## BEGIN INFORMATION SHOWN

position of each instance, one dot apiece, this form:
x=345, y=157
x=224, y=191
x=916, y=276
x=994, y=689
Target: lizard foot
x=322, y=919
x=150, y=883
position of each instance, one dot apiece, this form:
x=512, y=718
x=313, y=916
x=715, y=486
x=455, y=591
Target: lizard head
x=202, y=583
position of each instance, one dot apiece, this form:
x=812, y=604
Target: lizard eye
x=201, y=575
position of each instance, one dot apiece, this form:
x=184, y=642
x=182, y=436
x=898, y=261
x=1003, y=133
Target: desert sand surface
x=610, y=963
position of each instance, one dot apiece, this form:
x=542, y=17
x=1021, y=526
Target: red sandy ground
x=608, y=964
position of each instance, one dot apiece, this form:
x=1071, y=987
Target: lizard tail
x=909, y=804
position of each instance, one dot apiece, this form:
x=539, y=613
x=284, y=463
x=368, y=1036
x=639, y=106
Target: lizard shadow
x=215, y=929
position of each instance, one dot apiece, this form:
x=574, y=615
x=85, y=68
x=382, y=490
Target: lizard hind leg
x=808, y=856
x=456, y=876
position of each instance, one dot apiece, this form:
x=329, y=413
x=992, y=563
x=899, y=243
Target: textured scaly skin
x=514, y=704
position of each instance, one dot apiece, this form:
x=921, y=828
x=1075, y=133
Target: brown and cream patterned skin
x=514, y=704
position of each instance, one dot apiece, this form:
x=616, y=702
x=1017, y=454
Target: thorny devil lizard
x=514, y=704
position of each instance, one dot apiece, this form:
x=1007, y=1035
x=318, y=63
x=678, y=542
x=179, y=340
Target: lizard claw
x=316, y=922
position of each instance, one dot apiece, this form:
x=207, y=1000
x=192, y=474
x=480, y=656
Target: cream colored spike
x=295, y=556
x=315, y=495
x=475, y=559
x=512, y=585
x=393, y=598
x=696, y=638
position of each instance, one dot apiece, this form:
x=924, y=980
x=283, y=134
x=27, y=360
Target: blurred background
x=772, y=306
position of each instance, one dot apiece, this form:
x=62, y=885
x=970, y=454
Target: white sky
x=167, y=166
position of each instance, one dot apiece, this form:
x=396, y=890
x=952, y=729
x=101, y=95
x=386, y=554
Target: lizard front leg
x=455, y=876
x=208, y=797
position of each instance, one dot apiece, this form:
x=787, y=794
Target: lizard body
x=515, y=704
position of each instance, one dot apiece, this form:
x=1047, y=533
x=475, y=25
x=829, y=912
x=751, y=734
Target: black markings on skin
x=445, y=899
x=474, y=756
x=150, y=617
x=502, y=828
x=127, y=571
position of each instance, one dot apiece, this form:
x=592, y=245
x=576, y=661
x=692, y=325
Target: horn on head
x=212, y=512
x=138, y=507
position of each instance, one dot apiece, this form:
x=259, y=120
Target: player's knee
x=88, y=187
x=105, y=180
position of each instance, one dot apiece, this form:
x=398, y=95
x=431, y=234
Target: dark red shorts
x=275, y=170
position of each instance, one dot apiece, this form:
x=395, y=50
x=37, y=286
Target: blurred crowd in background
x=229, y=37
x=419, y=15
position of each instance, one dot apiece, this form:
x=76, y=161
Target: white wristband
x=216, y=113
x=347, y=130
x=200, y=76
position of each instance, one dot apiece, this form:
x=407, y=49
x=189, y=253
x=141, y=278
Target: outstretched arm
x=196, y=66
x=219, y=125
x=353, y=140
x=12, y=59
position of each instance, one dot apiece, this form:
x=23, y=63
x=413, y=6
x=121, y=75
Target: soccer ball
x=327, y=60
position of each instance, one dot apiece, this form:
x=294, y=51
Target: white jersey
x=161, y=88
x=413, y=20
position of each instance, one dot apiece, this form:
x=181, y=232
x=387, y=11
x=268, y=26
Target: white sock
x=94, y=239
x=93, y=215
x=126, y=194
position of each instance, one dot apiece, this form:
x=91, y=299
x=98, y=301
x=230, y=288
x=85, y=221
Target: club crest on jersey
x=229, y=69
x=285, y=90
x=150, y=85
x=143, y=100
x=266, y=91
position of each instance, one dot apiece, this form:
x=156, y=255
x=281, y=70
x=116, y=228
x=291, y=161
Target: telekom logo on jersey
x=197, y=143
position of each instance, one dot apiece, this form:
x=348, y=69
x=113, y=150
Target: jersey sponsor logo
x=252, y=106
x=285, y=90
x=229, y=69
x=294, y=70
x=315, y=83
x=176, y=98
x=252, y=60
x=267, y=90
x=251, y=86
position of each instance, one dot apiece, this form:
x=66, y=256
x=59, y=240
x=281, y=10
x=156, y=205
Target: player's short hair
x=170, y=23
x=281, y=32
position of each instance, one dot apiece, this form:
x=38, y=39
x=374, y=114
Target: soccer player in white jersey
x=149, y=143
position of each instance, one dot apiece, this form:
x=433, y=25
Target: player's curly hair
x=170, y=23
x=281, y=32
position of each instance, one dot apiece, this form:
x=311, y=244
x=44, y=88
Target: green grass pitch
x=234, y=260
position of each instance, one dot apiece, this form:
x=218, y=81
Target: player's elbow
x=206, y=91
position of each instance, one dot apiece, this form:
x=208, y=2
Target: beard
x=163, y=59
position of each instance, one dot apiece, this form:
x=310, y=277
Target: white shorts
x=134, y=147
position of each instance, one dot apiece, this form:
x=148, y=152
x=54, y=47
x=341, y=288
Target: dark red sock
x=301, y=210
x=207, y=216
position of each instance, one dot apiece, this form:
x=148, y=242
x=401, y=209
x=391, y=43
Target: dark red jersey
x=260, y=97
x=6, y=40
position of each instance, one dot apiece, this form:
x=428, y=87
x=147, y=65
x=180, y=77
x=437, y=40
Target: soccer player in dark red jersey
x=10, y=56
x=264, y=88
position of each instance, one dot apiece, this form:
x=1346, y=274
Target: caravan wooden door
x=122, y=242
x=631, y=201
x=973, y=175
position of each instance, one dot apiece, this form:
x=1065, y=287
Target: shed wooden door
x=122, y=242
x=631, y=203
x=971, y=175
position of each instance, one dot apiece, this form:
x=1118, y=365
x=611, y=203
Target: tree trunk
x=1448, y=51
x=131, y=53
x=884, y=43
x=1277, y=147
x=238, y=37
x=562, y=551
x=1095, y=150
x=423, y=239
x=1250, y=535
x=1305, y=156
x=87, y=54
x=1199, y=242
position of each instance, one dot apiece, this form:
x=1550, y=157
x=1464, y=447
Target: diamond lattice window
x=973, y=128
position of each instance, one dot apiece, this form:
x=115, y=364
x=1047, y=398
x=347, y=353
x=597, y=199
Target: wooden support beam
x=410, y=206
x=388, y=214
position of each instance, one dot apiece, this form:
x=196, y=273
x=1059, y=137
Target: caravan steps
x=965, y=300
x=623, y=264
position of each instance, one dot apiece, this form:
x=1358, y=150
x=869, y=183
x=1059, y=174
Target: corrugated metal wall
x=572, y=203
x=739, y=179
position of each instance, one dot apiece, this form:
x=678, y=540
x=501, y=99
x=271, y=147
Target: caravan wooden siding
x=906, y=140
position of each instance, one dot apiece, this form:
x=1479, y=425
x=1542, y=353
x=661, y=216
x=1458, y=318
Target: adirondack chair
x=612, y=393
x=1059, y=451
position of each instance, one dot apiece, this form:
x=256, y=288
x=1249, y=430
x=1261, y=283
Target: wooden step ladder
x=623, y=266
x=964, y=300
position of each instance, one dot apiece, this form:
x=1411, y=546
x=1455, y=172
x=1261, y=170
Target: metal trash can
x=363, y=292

## END INFORMATION SHOWN

### PROMPT
Reproduce every line from the start of the records through the line holding "x=772, y=306", inclusive, requests included, and shift each answer coordinate by -14.

### OUTPUT OF THE EXERCISE
position of each instance, one dot apiece, this form:
x=345, y=157
x=224, y=191
x=916, y=276
x=994, y=689
Target: lizard foot
x=308, y=905
x=136, y=869
position of each instance, one dot apiece, this form:
x=512, y=718
x=313, y=916
x=715, y=486
x=455, y=591
Target: lizard head
x=188, y=569
position of each instance, one dot apiece, this form:
x=812, y=604
Target: lizard eye
x=187, y=561
position of each instance, one dot apiece, this form:
x=184, y=642
x=182, y=436
x=898, y=261
x=1003, y=133
Target: desert sand surface
x=596, y=949
position of each instance, one dot apiece, this form:
x=542, y=17
x=1021, y=526
Target: red sandy ground
x=594, y=950
position of each instance, one dot apiece, this form:
x=1071, y=987
Target: lizard tail
x=895, y=790
position of each instance, one dot apiece, this form:
x=539, y=613
x=284, y=463
x=368, y=1036
x=639, y=106
Target: lizard shadow
x=201, y=915
position of each instance, one dot apiece, this form:
x=574, y=615
x=85, y=68
x=382, y=490
Target: lizard hind leg
x=794, y=842
x=442, y=862
position of each instance, one dot apiece, this form:
x=329, y=413
x=992, y=563
x=899, y=243
Target: textured scaly skin
x=500, y=690
position of each instance, one dot apiece, this form:
x=921, y=828
x=1075, y=133
Target: brown and cream patterned skin
x=500, y=690
position of each instance, one dot apiece, this form:
x=616, y=702
x=1017, y=454
Target: thorny devil lizard
x=500, y=690
position of each instance, one dot apiece, this form:
x=1007, y=1035
x=318, y=63
x=678, y=542
x=179, y=340
Target: lizard claw
x=302, y=908
position of each instance, one dot apiece, this form:
x=207, y=1000
x=192, y=474
x=480, y=656
Target: cream colored spike
x=281, y=542
x=301, y=481
x=461, y=545
x=498, y=571
x=379, y=584
x=682, y=624
position of each instance, one dot apiece, this form:
x=924, y=980
x=283, y=134
x=27, y=360
Target: blurred background
x=758, y=292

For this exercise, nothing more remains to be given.